DOCUMENT EXTRACT
******************************
Understanding Cost of Labor versus Cost of Living assessment:
Whether internationally or domestic, there is still the need to get your talent to the right location in the right way, and at the right pay levels. International mobility has additional complications, but domestic mobility continues to trend as a challenge for many organizations and their employees.
What is the difference between Cost of Labor and Cost of Living?
These can be confusing as they mean different things. Cost of labor is the fair market pay rate for a specific job in a specific labor market (sometimes defined by a geographic location).
Cost of living, on the other hand, is the cost for a person to live in a specific location. Cost of living can otherwise be known as a basket of goods, including housing, auto, education, and more.
Are Cost of Living and Cost of Labor highly correlated? Not always!
With unemployment at historically low rates and a renewed war for talent, employees are more selective about where to move. This is especially the case in locations that have a relatively high cost of labor and an even greater cost of living (e.g., San Francisco, Boston). These locations pay higher than average salaries, but the high cost of living reduces the amount of money employees can save.
******************************
Collection entries:
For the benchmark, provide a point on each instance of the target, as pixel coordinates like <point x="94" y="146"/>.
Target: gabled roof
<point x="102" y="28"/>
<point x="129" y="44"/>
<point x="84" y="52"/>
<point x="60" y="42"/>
******************************
WHAT THIS EXERCISE ASKS
1. In the passage on labor and living costs, how is cost of labor defined?
2. List the items the passage on labor and living costs names as part of the basket of goods that makes up cost of living.

RESULTS BY TASK
1. Cost of labor is the fair market pay rate for a specific job in a specific labor market.

2. Housing, auto, education